= PROBLEM TO WORK ON =
The lines from the top of the records below through the one containing "point(192, 221)" are to be transcribed exactly, and nothing else is to be added.

= TASK INPUTS =
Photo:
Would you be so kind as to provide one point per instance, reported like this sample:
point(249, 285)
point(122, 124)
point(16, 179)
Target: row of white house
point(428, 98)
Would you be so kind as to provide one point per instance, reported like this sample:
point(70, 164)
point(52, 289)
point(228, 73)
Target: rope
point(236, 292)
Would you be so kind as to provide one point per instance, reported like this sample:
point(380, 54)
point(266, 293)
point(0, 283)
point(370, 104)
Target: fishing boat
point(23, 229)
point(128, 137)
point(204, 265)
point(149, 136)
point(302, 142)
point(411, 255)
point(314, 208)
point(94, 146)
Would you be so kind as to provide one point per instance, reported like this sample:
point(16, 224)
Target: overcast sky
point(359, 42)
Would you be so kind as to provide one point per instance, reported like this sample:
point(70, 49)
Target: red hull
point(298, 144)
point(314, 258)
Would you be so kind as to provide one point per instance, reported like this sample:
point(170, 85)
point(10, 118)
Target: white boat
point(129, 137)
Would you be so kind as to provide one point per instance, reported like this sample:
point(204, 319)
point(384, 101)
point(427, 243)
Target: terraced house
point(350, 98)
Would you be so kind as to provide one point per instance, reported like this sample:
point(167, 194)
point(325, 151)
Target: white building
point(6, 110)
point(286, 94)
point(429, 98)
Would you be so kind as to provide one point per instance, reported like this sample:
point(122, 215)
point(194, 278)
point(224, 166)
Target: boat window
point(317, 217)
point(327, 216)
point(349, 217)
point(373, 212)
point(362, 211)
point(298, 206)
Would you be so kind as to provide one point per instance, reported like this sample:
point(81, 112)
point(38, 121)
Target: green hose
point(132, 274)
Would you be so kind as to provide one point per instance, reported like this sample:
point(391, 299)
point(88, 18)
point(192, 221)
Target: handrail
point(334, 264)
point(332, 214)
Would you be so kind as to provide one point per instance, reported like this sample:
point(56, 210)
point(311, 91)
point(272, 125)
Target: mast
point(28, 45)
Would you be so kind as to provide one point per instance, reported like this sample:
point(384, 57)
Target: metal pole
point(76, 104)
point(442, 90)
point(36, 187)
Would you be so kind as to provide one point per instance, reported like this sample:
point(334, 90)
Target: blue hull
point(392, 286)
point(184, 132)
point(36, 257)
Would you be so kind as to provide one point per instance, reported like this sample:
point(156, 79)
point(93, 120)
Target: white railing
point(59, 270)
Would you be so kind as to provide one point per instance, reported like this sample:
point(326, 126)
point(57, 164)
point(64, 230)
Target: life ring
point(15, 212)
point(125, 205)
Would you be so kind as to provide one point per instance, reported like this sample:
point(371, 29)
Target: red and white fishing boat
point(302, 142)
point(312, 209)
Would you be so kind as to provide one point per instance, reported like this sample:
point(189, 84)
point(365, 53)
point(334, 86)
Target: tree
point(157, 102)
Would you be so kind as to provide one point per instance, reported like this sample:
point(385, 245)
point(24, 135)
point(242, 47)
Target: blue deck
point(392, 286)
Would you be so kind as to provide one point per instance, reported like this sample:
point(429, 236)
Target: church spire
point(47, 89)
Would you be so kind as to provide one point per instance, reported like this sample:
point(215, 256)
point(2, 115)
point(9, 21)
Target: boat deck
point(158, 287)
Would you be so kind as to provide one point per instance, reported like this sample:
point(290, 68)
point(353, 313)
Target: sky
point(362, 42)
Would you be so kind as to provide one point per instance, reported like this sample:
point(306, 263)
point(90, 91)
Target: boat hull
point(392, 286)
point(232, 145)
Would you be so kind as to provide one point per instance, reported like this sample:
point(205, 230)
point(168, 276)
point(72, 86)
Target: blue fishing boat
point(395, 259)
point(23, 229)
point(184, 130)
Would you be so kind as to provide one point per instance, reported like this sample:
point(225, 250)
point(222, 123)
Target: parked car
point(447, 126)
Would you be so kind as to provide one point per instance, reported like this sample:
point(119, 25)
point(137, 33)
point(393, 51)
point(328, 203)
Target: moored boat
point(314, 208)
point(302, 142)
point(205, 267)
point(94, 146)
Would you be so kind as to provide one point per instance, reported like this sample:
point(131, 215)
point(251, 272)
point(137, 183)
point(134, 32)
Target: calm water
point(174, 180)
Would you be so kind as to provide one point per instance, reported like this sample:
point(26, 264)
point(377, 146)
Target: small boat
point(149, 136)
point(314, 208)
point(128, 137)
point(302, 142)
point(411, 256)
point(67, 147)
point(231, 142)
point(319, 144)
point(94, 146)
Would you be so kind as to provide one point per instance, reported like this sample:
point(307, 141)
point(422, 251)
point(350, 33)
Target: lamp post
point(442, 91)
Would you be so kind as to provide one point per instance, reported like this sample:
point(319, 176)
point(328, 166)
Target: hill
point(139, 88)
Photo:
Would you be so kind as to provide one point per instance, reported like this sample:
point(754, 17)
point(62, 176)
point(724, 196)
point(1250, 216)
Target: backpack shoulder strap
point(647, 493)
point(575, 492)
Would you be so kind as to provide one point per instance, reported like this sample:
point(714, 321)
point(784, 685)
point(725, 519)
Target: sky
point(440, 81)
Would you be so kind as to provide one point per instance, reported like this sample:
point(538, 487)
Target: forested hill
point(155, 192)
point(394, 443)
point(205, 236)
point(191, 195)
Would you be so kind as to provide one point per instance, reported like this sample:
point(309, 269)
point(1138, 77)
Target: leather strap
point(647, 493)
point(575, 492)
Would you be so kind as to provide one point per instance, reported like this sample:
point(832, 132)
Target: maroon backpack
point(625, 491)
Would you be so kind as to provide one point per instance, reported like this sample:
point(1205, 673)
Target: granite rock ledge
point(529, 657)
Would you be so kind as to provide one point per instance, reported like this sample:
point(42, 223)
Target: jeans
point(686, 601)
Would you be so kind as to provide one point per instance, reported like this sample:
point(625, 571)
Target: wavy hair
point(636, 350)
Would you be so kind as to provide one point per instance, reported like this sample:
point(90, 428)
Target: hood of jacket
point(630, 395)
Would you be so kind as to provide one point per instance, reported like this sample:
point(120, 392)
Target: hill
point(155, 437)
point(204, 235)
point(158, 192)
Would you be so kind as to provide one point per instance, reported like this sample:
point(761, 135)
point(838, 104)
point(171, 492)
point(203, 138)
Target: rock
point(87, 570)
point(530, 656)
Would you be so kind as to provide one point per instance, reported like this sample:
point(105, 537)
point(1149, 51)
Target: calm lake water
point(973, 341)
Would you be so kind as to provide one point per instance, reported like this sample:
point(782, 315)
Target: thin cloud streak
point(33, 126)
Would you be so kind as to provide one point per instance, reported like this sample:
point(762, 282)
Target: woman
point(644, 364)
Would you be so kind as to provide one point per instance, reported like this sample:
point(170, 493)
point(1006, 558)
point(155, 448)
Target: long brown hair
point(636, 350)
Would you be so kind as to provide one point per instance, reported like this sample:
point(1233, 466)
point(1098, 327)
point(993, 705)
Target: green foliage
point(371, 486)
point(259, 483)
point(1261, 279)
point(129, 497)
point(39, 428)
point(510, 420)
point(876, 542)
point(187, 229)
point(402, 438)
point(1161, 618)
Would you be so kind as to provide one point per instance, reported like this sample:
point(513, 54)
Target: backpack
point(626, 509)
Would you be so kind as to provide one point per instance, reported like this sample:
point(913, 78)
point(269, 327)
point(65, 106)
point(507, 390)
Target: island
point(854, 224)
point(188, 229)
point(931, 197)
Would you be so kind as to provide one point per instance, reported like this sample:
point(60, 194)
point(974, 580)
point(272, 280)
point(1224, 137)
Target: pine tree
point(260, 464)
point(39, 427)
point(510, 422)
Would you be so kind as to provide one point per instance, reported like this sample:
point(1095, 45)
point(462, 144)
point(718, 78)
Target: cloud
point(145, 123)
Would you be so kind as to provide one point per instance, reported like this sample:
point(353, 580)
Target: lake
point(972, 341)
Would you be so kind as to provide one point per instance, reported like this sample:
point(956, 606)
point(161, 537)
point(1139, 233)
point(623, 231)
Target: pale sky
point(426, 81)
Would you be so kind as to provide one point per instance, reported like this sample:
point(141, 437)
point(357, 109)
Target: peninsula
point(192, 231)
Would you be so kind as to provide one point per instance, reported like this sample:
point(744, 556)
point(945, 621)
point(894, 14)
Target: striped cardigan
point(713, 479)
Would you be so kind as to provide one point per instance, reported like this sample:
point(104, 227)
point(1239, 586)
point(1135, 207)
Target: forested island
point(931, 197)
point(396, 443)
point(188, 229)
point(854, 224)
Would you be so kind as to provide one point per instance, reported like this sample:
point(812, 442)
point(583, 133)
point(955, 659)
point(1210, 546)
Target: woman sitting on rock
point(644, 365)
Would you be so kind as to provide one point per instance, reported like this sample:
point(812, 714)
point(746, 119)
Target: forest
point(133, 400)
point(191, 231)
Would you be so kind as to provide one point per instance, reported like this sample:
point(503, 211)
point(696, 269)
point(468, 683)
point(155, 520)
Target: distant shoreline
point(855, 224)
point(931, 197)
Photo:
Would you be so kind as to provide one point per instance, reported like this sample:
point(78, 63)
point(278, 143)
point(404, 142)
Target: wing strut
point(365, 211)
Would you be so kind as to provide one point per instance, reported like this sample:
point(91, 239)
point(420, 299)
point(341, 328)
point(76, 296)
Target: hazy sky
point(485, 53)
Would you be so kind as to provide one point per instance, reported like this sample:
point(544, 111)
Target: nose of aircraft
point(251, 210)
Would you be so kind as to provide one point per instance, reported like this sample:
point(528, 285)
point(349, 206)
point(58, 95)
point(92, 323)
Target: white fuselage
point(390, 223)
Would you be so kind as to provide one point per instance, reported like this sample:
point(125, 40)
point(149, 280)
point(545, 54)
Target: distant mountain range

= RESPONSE TO THIS TASK =
Photo:
Would you be so kind as to provide one point per instance, reported like this sample:
point(249, 285)
point(122, 124)
point(16, 179)
Target: row of white house
point(428, 98)
Would you be so kind as to provide one point per instance, reported like this sample:
point(70, 164)
point(52, 289)
point(228, 73)
Target: rope
point(236, 292)
Would you be so kind as to provide one point per instance, reported like this sample:
point(380, 54)
point(266, 293)
point(0, 283)
point(370, 104)
Target: fishing boat
point(23, 229)
point(128, 137)
point(204, 265)
point(149, 136)
point(302, 142)
point(411, 255)
point(314, 208)
point(94, 146)
Would you be so kind as to provide one point per instance, reported like this sample:
point(16, 224)
Target: overcast sky
point(359, 42)
Would you be so kind as to provide one point per instance, reported like this sample:
point(70, 49)
Target: red hull
point(298, 144)
point(314, 258)
Would you be so kind as to provide one point per instance, reported like this sample:
point(170, 85)
point(10, 118)
Target: white boat
point(129, 137)
Would you be so kind as to provide one point per instance, reported like this sample:
point(204, 319)
point(384, 101)
point(427, 243)
Target: terraced house
point(350, 98)
Would you be so kind as to provide one point per instance, reported like this sample:
point(167, 194)
point(325, 151)
Target: white building
point(6, 110)
point(286, 94)
point(429, 98)
Would you be so kind as to provide one point per instance, reported like this sample:
point(122, 215)
point(194, 278)
point(224, 166)
Target: boat window
point(317, 217)
point(327, 216)
point(349, 217)
point(373, 212)
point(362, 211)
point(298, 206)
Would you be so kind as to provide one point per instance, reported like this sample:
point(81, 112)
point(38, 121)
Target: green hose
point(132, 274)
Would you be so kind as to provide one point per instance, reported like this sample:
point(391, 299)
point(88, 18)
point(192, 221)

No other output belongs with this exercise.